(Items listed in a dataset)
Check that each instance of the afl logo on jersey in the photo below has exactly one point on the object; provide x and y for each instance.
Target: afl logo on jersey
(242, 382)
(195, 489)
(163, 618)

Aim ::
Send back every record, precisely as written.

Result of this task ::
Check that each instance of the afl logo on jersey in the photo below has exactly one point on the object; provide x and y for each instance.
Target: afl logo on jersey
(242, 382)
(195, 489)
(163, 618)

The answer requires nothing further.